**Stated goal**
Please format the records below as a numbered list with one item per line, skipping any blank lines. Leave the pictures out of your answer.

Excerpts from a dataset on object pointing:
☆ ☆ ☆
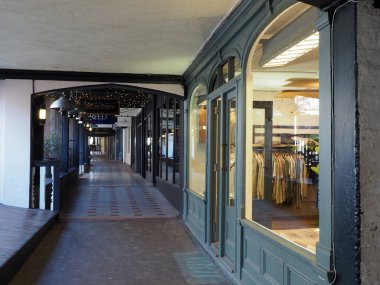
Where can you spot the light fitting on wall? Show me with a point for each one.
(42, 115)
(294, 52)
(63, 105)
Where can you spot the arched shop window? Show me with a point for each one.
(197, 140)
(282, 128)
(225, 72)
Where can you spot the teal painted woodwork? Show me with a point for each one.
(259, 255)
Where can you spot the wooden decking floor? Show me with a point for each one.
(20, 231)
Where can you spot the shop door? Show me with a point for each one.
(223, 211)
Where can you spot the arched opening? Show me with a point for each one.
(197, 139)
(282, 128)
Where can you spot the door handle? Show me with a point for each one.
(223, 164)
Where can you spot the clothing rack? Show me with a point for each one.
(289, 178)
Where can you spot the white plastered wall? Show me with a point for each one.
(15, 141)
(2, 126)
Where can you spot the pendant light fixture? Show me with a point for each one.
(42, 115)
(63, 105)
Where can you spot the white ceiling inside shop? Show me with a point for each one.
(122, 36)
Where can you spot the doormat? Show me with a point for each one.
(199, 269)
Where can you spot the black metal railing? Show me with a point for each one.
(45, 185)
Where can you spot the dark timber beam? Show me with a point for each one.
(90, 76)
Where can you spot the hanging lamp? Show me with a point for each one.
(63, 105)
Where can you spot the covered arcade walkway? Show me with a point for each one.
(116, 228)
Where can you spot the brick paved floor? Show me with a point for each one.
(118, 229)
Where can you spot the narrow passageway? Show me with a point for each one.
(116, 228)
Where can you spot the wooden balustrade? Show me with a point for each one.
(45, 185)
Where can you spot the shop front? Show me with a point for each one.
(258, 176)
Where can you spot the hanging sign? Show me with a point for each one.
(102, 119)
(101, 106)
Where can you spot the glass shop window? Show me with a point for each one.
(197, 140)
(282, 128)
(170, 141)
(149, 143)
(163, 112)
(177, 139)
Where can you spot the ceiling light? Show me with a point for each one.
(42, 115)
(295, 51)
(63, 105)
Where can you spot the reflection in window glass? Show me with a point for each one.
(170, 141)
(197, 140)
(282, 136)
(177, 134)
(164, 145)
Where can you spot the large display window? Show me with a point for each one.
(197, 140)
(282, 128)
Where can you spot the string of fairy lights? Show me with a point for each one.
(125, 97)
(118, 98)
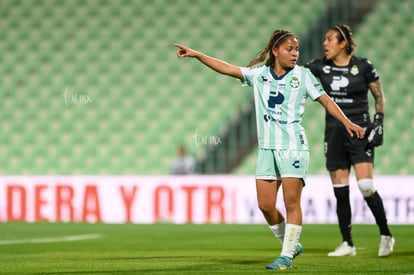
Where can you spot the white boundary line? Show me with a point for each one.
(72, 238)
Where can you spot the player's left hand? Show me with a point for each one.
(375, 132)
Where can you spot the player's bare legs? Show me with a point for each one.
(267, 191)
(266, 197)
(363, 172)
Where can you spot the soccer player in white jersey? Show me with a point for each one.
(280, 91)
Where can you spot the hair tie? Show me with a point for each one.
(343, 35)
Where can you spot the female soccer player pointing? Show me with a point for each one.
(280, 90)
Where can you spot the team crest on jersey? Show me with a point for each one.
(354, 70)
(294, 83)
(326, 69)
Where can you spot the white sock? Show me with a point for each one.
(278, 230)
(292, 235)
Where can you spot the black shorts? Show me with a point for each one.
(342, 151)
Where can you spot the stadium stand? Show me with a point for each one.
(94, 87)
(384, 36)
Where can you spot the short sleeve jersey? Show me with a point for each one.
(280, 104)
(346, 85)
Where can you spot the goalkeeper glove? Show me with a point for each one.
(375, 133)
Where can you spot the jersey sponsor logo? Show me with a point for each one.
(326, 69)
(339, 82)
(268, 118)
(294, 83)
(275, 98)
(296, 164)
(354, 70)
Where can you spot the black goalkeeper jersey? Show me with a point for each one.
(347, 86)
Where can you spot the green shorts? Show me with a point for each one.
(274, 164)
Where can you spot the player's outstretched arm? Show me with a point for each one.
(215, 64)
(336, 112)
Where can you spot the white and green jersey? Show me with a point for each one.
(280, 104)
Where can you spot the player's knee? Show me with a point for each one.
(366, 186)
(266, 207)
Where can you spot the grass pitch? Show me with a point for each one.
(56, 248)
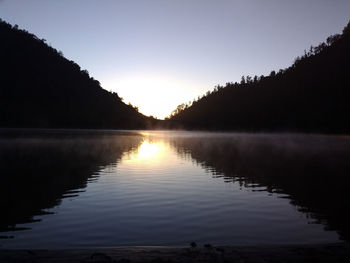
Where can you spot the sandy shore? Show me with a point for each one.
(339, 252)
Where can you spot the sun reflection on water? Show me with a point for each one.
(148, 152)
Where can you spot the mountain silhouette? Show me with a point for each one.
(41, 88)
(312, 95)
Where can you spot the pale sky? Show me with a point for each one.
(157, 54)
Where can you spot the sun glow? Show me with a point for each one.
(152, 94)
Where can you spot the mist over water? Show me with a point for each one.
(64, 189)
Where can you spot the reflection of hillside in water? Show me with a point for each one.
(314, 171)
(38, 170)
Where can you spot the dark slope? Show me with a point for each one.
(312, 95)
(41, 88)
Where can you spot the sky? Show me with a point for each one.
(157, 54)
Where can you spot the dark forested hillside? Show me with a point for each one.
(312, 95)
(41, 88)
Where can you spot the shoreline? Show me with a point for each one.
(335, 252)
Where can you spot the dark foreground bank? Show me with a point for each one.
(339, 252)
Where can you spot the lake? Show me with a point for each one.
(80, 189)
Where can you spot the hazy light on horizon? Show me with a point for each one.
(158, 54)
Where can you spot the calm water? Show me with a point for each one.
(70, 189)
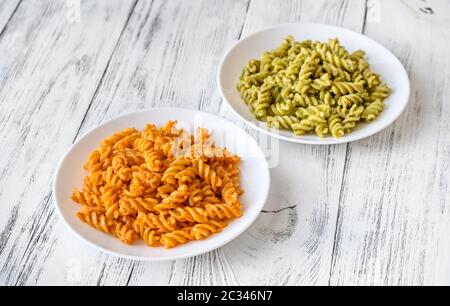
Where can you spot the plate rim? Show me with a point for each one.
(326, 141)
(149, 258)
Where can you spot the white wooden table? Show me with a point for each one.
(372, 212)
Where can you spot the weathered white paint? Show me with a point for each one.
(371, 212)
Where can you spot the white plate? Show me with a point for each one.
(381, 60)
(255, 181)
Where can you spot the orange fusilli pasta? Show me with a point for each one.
(161, 185)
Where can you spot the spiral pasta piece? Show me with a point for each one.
(284, 83)
(163, 185)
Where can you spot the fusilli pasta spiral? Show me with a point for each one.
(289, 87)
(138, 187)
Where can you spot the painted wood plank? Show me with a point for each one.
(48, 79)
(394, 224)
(7, 10)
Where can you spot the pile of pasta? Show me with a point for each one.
(161, 185)
(312, 87)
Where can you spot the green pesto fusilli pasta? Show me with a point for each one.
(312, 87)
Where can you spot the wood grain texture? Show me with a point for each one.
(7, 10)
(393, 227)
(49, 76)
(372, 212)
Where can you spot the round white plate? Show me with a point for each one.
(381, 60)
(255, 180)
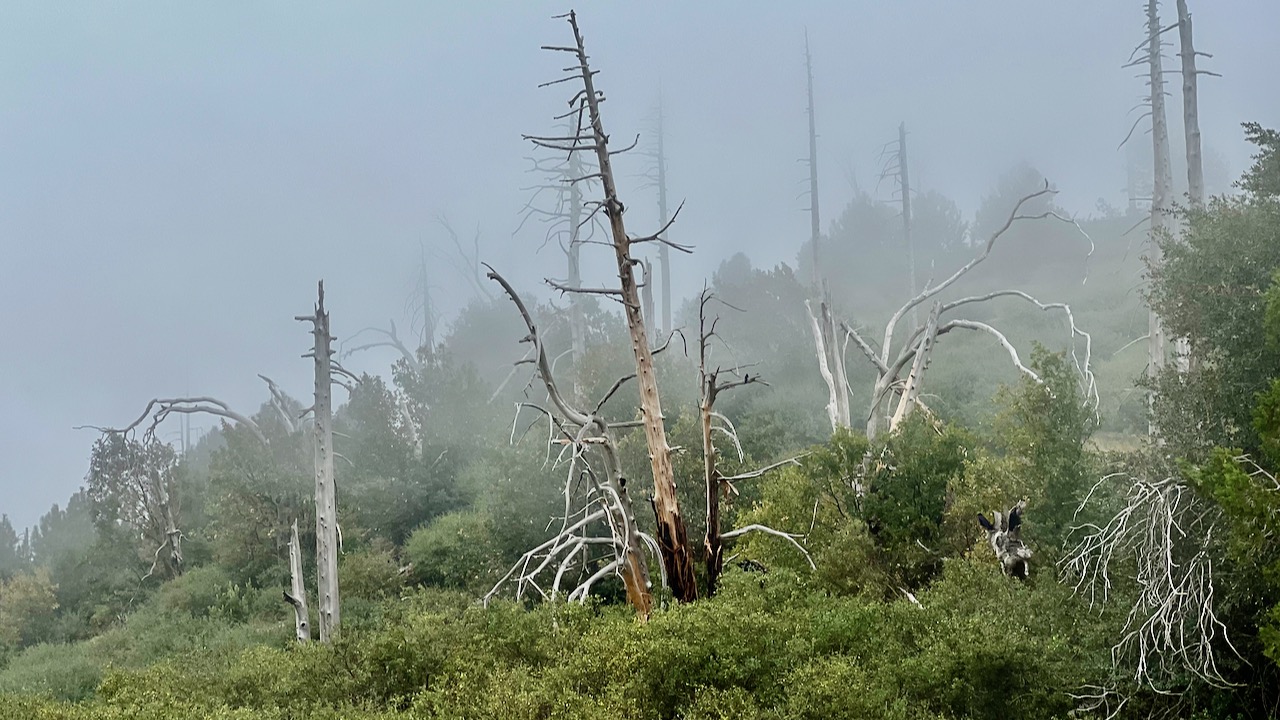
☆ ☆ ☆
**The result**
1. Where can you spot the light fitting on wall? Show me with a point for each one.
2. (42, 115)
3. (294, 52)
4. (63, 105)
5. Where can you spot the arched shop window? Show me with a point for each one.
6. (197, 140)
7. (282, 128)
8. (225, 72)
9. Where can you spot the teal painted woodwork? Show me with a point for each one.
10. (259, 255)
11. Where can you spot the wooden decking floor? Show me with a point for each one.
12. (20, 231)
13. Where can you spot the shop door? Show me with a point for each one.
14. (223, 211)
15. Where can you spot the arched opening? Show me with a point for each one.
16. (197, 139)
17. (282, 128)
18. Where can you spot the door handle? Show me with a point for each one.
19. (223, 164)
20. Where can you spot the clothing rack? Show me with a point for each one.
21. (289, 178)
22. Where can you spot the white plastered wall? Show me with a point for each one.
23. (15, 141)
24. (2, 126)
25. Where can you spot the pendant light fixture? Show me with a point for each one.
26. (42, 115)
27. (63, 105)
28. Where can you spot the white ceiling inside shop? Show me with a point for each one.
29. (122, 36)
30. Where can you spot the doormat? Show me with a point for each one.
31. (199, 269)
32. Where can you spot the black metal railing? Show me with a point for each one.
33. (45, 185)
34. Where can you spot the dark timber beam? Show me with a point for each one.
35. (90, 76)
36. Where can you spot the hanging lamp? Show me with a point for each one.
37. (63, 105)
38. Where can you spot the covered arcade walkway? Show me with a point for each one.
39. (116, 228)
40. Where can you spot the brick paved floor? Show me with a point for each one.
41. (118, 229)
42. Where can you spot the narrow passageway? Show me with a point for each one.
43. (116, 228)
44. Where can you spot the wooden balustrade? Show me with a point for each one.
45. (45, 185)
46. Where can you spot the shop front? Show me with a point for each one.
47. (258, 176)
48. Where can you spot the hanging sign? Show me with a point for each one.
49. (102, 119)
50. (101, 106)
51. Where can you spot the glass shop window? Show me with a point for each one.
52. (197, 140)
53. (282, 128)
54. (170, 141)
55. (149, 143)
56. (163, 112)
57. (177, 139)
58. Where can you spot the ceiling light? Show me with a point for each one.
59. (42, 115)
60. (295, 51)
61. (63, 105)
62. Where can you spot the reflection in window glass? Show me with a point for each one.
63. (170, 141)
64. (197, 140)
65. (282, 136)
66. (177, 134)
67. (164, 145)
68. Where can you spot the large display window? Show me with a point for each one.
69. (197, 140)
70. (282, 128)
71. Where can you spot the string of fairy lights? Show me with a point for each one.
72. (125, 97)
73. (118, 98)
74. Where can you spot the white boundary line? Show me with a point for each one.
75. (72, 238)
76. Where can you spot the player's left hand? Show me with a point for each one.
77. (375, 132)
78. Where can you spot the player's bare legs? Show me with a point for each one.
79. (267, 191)
80. (266, 197)
81. (363, 172)
82. Where can you spot the soccer player in white jersey? Show me with a point for each one.
83. (280, 91)
84. Where can you spot the hair tie? Show me with a point for each one.
85. (343, 35)
86. Where can you spot the female soccer player pointing? Show me with a point for each one.
87. (280, 90)
88. Where can you spot the team crest on jersey? Show me with a point for each one.
89. (354, 70)
90. (294, 83)
91. (326, 69)
92. Where can you spot the white sock? Show me with a point for each one.
93. (278, 230)
94. (292, 235)
95. Where can you spot the black shorts? Show me with a point for each one.
96. (342, 151)
97. Where can you spot the stadium stand? Show me with a point for each one.
98. (94, 87)
99. (384, 36)
100. Where can you spot the short sleeve jersey? Show me with a point for each one.
101. (280, 104)
102. (346, 85)
103. Where can you spot the goalkeeper glove? Show me with a point for each one.
104. (375, 133)
105. Where can you spot the jersey sponsor logo? Show me with a point for each one.
106. (326, 69)
107. (339, 82)
108. (268, 118)
109. (294, 83)
110. (275, 98)
111. (296, 164)
112. (354, 70)
113. Where can you spot the black goalkeeper jersey? Show me with a point for each one.
114. (347, 86)
115. Where can you spot the green shorts? Show me with a point for each one.
116. (274, 164)
117. Where can you spot the player's outstretched arm? Show me with a point for each one.
118. (215, 64)
119. (336, 112)
120. Where can you spot the white and green jersey? Show me with a point for each one.
121. (280, 104)
122. Where can you spot the player's knee? Show me with a point for each one.
123. (366, 186)
124. (266, 207)
125. Where can you spot the grass pitch? Show me with a point for each one.
126. (56, 248)
127. Where can you spot the sandy shore? Show me with a point for each one.
128. (339, 252)
129. Where can you spot the sun reflection on water? Show me with a point for each one.
130. (148, 152)
131. Where can you spot the mountain silhouette? Show me with a point for each one.
132. (41, 88)
133. (312, 95)
134. Where can you spot the pale sky? Show me with a point for each one.
135. (157, 54)
136. Where can you spot the sun glow? Show me with a point for each one.
137. (152, 94)
138. Where can you spot the mist over water? Show me with a point for each one.
139. (64, 189)
140. Where can you spot the reflection of hillside in water? Show me with a point for each one.
141. (314, 171)
142. (38, 170)
143. Where can you spot the dark slope? Show me with a point for each one.
144. (312, 95)
145. (41, 88)
146. Where can you spot the sky? Show me with a point for each one.
147. (157, 54)
148. Where can you spot the dark forested hillside? Show me with a point for each one.
149. (312, 95)
150. (41, 88)
151. Where can you spot the shoreline? Show me with a point for each one.
152. (335, 252)
153. Where can you spot the dark foreground bank? Show me with a point for each one.
154. (339, 252)
155. Where can you spot the lake? Show me with a point for each one.
156. (80, 189)
157. Where can you spot the hazy light on horizon? Show me with a point for each one.
158. (158, 54)
159. Where can you spot the calm water? Show me with a point for each one.
160. (70, 189)
161. Where can you spot the plate rim? Show me with a point for each one.
162. (326, 141)
163. (149, 258)
164. Where can you spot the white wooden table? Show me with a point for each one.
165. (372, 212)
166. Where can you spot the weathered white paint? Show me with a point for each one.
167. (371, 212)
168. Where can you spot the white plate? Show me with a point for each one.
169. (381, 60)
170. (255, 181)
171. Where can you spot the orange fusilli pasta? Show me with a point for each one.
172. (161, 185)
173. Where can you spot the spiral pasta piece? Show me with a point for each one.
174. (284, 83)
175. (163, 185)
176. Where can you spot the fusilli pasta spiral? Show me with a point for each one.
177. (289, 87)
178. (138, 187)
179. Where can you spot the painted wood plank? Show me with a point for each one.
180. (48, 79)
181. (394, 224)
182. (7, 10)
183. Where can you spot the pile of pasta? Show me with a point for each one.
184. (161, 185)
185. (312, 87)
186. Where can you spot the green pesto fusilli pasta? Show me with a point for each one.
187. (312, 87)
188. Where can you spot the wood grain texture? Show me with a point for each one.
189. (7, 10)
190. (393, 227)
191. (49, 76)
192. (372, 212)
193. Where can you spot the round white plate? Show me with a point for each one.
194. (381, 60)
195. (255, 180)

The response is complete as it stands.